**Extract to read:**
☆ ☆ ☆ ☆

N
Novexa.tech
Back to Articles
AI 3 min read

Fine-Tuning Small Language Models (SLMs) for Edge Devices

A

Ahsan Habib

Published on May 28, 2026

Fine-Tuning Small Language Models (SLMs) for Edge Devices

While frontier models like GPT-4o are capable of general-purpose tasks, their size makes running them on edge devices impossible. Enter Small Language Models (SLMs).

Models in the 1B to 8B parameter range, such as Microsoft’s Phi-3 or Meta’s Llama-3-8B, offer impressive performance. When fine-tuned for a specific domain, they can outperform general models several times their size.

In this research guide, we will walk through fine-tuning an SLM using QLoRA (Quantized Low-Rank Adaptation) on standard consumer hardware.


What is QLoRA?

Fine-tuning a model traditionally requires updating billions of parameters, which consumes hundreds of gigabytes of VRAM. QLoRA optimizes this process by:

  1. Quantizing the base model weights to 4-bit precision (reducing memory footprint by ~75%).
  2. Freezing the base model parameters.
  3. Adding tiny, trainable adapters (Low-Rank Adaptation) that capture domain knowledge during training.

This enables developers to fine-tune an 8B model on a single consumer GPU with only 12GB to 16GB VRAM.


The Fine-Tuning Pipeline

Here is a typical QLoRA fine-tuning workflow:

graph TD
    A[Raw Domain Dataset] --> B[Format to Instruction Pairs]
    B --> C[Load Base Model in 4-bit]
    C --> D[Add LoRA Adapters]
    D --> E[Train Adapters with PyTorch & Hugging Face]
    E --> F[Merge Adapters back into Base Model]
    F --> G[Quantize to GGUF format for Ollama]

Step-by-Step Implementation

We’ll use Python, PyTorch, and Hugging Face’s transformers library to fine-tune Phi-3-mini (3.8B parameters) for code review assistance.

☆ ☆ ☆ ☆

**Data provided:**
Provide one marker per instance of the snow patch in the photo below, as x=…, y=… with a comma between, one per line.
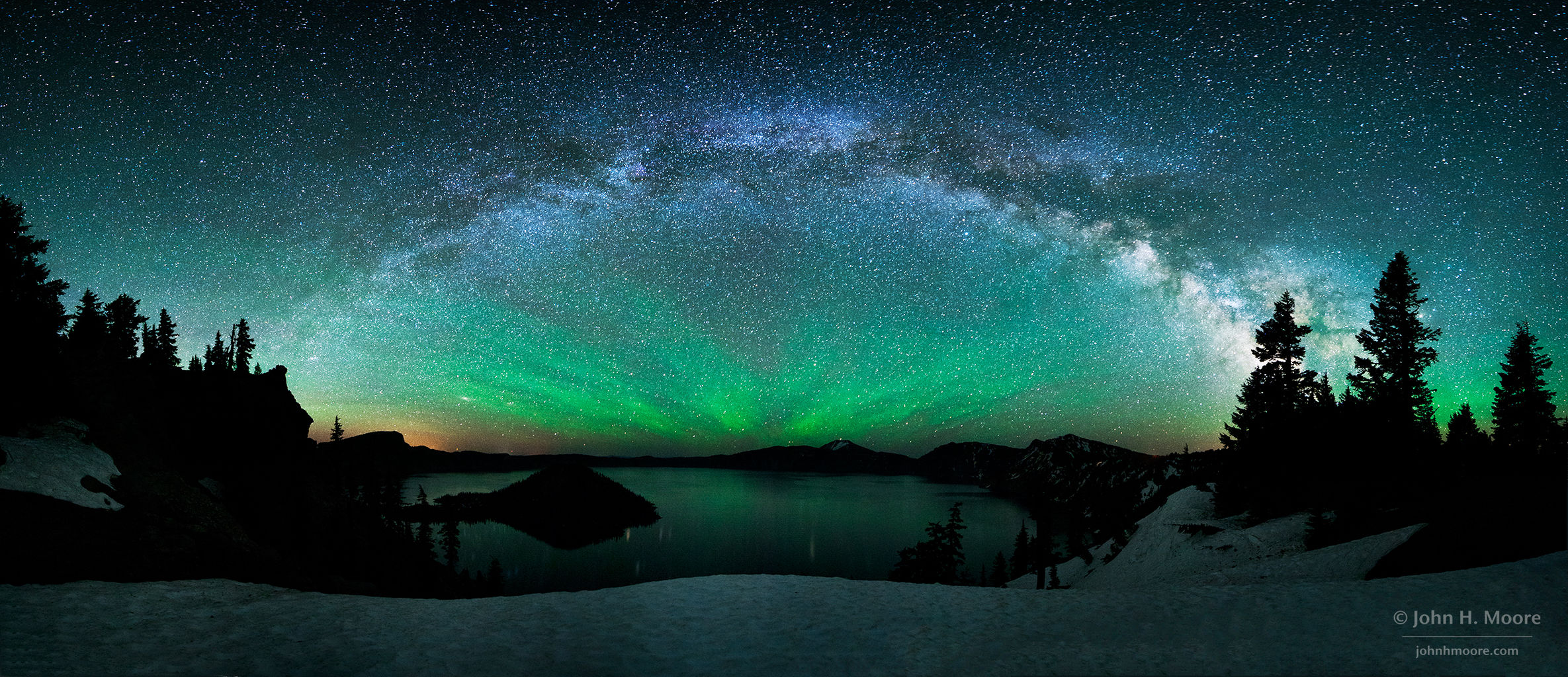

☆ ☆ ☆ ☆

**Activities:**
- a) Using only the article on fine-tuning small language models, decide whether each statement agrees with it. Answer yes or no for each, and quote the words that settle it. (i) QLoRA quantizes the base model weights to 4-bit precision. (ii) In QLoRA, the base model parameters are updated during training. (iii) The step-by-step implementation fine-tunes Llama-3-8B for code review assistance.
- b) Carry the article on fine-tuning small language models forward, picking up right after its final sentence.

**Results of the exercise:**
- a)
(i) Yes: "Quantizing the base model weights to 4-bit precision (reducing memory footprint by ~75%)."
(ii) No: "Freezing the base model parameters."
(iii) No: "We’ll use Python, PyTorch, and Hugging Face’s transformers library to fine-tune Phi-3-mini (3.8B parameters) for code review assistance."

- b)
1. Requirements Installation

First, install the necessary libraries in your Python environment:

pip install torch transformers peft bitsandbytes datasets trl

2. Loading the Model in 4-bit

We utilize bitsandbytes to load the base model in quantized 4-bit mode:

import torch
from transformers import AutoModelForCausalLM, AutoTokenizer, BitsAndBytesConfig

model_id = "microsoft/Phi-3-mini-4k-instruct"

# Configure 4-bit quantization
bnb_config = BitsAndBytesConfig(
    load_in_4bit=True,
    bnb_4bit_use_double_quant=True,
    bnb_4bit_quant_type="nf4",
    bnb_4bit_compute_dtype=torch.bfloat16
)

# Load base model and tokenizer
model = AutoModelForCausalLM.from_pretrained(
    model_id,
    quantization_config=bnb_config,
    device_map="auto"
)
tokenizer = AutoTokenizer.from_pretrained(model_id)
tokenizer.pad_token = tokenizer.eos_token

3. Setting Up LoRA Adapters

Next, we configure the parameter-efficient adapters:

from peft import LoraConfig, get_peft_model

peft_config = LoraConfig(
    r=16,                         # Rank
    lora_alpha=32,                # Scaling factor
    target_modules=["qkv_proj"],  # Target attention layers in Phi-3
    lora_dropout=0.05,
    bias="none",
    task_type="CAUSAL_LM"
)

model = get_peft_model(model, peft_config)
model.print_trainable_parameters()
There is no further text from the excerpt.